(Image location labeling items)
■ ■ ■
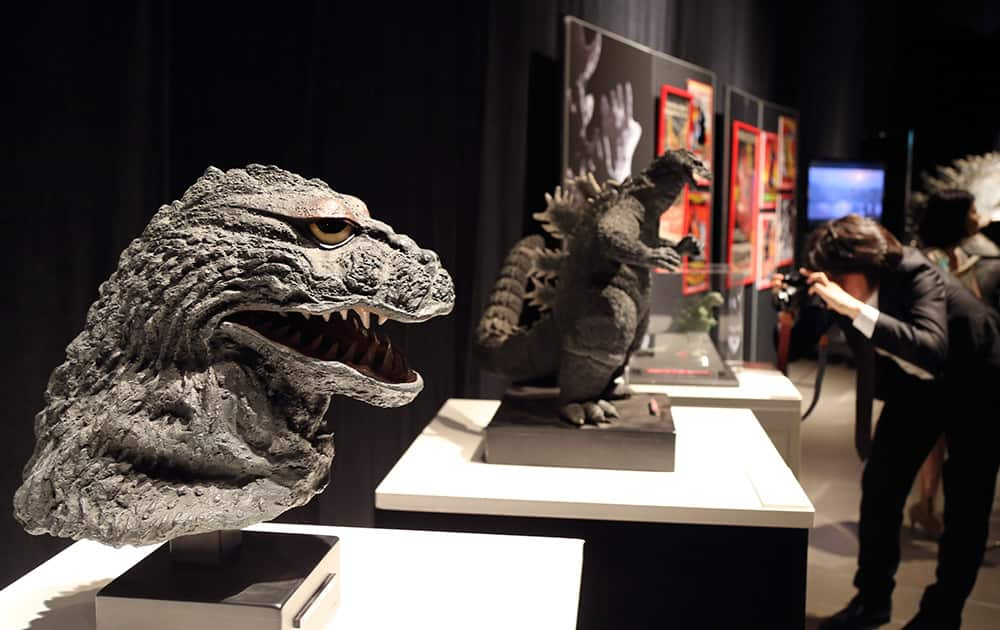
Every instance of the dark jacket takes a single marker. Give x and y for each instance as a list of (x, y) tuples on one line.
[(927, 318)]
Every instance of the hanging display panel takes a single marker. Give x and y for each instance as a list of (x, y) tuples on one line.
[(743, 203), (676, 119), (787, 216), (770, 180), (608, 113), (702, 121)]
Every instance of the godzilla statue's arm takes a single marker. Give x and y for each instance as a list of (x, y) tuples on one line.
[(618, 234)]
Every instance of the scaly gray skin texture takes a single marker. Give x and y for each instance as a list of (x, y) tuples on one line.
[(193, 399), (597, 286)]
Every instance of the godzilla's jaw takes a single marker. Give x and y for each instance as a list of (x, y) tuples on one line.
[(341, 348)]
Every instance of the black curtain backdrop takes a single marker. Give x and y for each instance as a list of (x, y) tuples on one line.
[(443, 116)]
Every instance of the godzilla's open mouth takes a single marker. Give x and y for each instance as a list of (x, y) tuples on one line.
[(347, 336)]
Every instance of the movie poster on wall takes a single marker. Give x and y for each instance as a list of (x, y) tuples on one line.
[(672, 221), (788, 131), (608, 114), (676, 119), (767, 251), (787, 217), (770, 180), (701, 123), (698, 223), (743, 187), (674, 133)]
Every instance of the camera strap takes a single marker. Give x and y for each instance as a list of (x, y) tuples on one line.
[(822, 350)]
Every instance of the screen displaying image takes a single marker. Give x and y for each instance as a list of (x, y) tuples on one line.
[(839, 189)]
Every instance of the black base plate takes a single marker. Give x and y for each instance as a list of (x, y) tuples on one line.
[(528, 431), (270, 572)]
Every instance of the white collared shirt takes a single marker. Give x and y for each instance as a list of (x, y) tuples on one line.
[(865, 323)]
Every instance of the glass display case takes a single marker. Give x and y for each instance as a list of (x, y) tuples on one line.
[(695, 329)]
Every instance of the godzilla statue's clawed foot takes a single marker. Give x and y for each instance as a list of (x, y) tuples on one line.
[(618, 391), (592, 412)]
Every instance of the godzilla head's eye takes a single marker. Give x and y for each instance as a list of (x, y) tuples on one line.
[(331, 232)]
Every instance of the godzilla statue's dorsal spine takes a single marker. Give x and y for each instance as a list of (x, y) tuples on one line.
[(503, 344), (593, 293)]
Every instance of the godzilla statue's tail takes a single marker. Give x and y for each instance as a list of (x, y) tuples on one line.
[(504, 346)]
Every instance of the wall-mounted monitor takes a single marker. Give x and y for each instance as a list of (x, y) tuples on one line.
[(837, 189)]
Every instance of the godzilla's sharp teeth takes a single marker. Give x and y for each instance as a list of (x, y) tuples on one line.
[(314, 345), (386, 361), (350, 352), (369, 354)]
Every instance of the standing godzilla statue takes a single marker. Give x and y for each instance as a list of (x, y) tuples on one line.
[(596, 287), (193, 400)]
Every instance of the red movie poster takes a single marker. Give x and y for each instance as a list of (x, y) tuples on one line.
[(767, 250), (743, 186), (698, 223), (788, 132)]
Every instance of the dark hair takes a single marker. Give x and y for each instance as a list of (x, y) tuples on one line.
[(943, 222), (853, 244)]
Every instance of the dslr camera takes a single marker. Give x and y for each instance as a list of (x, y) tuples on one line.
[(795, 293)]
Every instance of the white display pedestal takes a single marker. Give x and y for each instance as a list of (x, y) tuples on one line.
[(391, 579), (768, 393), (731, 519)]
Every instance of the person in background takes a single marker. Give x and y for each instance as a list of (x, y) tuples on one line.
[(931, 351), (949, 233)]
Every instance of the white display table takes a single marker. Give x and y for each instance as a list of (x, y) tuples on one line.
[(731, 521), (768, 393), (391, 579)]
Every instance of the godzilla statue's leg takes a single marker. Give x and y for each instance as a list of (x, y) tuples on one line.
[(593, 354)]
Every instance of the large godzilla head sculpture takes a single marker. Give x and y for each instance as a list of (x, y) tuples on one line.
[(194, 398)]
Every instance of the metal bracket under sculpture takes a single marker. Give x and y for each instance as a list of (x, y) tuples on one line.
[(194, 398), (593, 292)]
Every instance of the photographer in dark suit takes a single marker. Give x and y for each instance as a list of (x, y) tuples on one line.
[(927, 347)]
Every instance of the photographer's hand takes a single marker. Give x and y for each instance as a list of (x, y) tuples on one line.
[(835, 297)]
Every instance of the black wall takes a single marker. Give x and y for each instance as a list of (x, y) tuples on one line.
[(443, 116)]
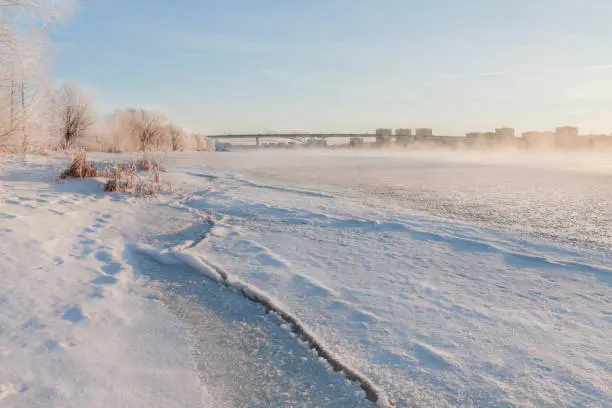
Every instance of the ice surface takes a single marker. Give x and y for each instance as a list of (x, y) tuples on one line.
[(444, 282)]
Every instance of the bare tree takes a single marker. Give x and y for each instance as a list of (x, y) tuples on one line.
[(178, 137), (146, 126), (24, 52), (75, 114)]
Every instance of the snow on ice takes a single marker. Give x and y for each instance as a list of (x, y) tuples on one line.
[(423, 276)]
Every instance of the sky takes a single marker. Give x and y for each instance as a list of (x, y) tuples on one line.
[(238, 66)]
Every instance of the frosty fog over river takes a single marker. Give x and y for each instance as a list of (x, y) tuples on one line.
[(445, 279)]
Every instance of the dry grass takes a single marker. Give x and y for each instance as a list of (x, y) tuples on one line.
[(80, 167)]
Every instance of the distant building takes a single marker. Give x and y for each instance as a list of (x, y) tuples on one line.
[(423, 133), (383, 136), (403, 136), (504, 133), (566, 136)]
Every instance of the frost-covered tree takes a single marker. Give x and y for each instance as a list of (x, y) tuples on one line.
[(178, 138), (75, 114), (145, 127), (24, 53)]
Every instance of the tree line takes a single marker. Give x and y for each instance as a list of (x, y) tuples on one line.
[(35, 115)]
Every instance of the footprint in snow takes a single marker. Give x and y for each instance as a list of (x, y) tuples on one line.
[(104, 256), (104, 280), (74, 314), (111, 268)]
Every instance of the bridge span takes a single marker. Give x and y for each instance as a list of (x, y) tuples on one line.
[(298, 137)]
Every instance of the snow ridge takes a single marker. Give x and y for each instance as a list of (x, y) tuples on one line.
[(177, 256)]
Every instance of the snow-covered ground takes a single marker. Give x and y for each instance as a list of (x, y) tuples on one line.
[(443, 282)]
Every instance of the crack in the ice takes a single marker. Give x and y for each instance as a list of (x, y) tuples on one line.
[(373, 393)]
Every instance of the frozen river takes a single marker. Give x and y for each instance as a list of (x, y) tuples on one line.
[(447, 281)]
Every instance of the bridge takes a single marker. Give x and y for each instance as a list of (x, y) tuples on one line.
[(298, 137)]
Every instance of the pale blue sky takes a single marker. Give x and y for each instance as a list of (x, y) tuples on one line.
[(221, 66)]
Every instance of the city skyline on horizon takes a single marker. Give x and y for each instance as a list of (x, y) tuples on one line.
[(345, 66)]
■ ■ ■
→ What the task asks
Reproduce the items word for word from the beginning through the line containing "[(865, 323)]", including that line. Leave the pictures out.

→ Exercise response
Every instance of the dark jacket takes a single marker. Give x and y for each instance as a list of (x, y) tuples on one line.
[(927, 318)]
Every instance of the hanging display panel takes a single marker. Give x and y for each instance as a list of (x, y) tuples on one line.
[(743, 203), (676, 119), (787, 216), (770, 180), (608, 113), (702, 121)]
Every instance of the godzilla statue's arm takes a single marker. Give x and y for each instance as a list of (x, y) tuples on one line.
[(618, 234)]
Every instance of the scaly gray skin texture takes a single marker. Give x and y for each instance as a list of (x, y) tuples on one line.
[(193, 399), (597, 286)]
Every instance of the godzilla's jaw takes a single marker. Give x and y for each instance as a list of (x, y) tuples on one line.
[(341, 348)]
Every instance of the black curtain backdrop takes a single marker. Give x and y for each instance as a list of (x, y) tuples on one line.
[(443, 116)]
Every instance of the godzilla's open mouth takes a single marker. Give x and y for each instance as a list of (x, y) tuples on one line.
[(347, 336)]
Every instance of the movie poster on wall takes a single marker. Give x and y for each instance as a list of (x, y) tuples on one line.
[(672, 221), (788, 131), (608, 114), (676, 119), (767, 251), (787, 217), (770, 180), (701, 123), (698, 223), (743, 187), (674, 133)]
Every instance of the camera strap takes a single marker. Give x and y for each instance as a list of (x, y) tuples on one line.
[(822, 350)]
Every instance of the screen displaying image takes a single marker. Give x and y for each instance as a list of (x, y) tuples on one line.
[(839, 189)]
Every instance of the black base plate takes a single marker. Give x and y for each instance as a list of (x, y) tuples on one line.
[(528, 431), (270, 572)]
Every instance of the white collared shirt takes a single marker. Give x and y for each instance as a list of (x, y) tuples on one line.
[(865, 323)]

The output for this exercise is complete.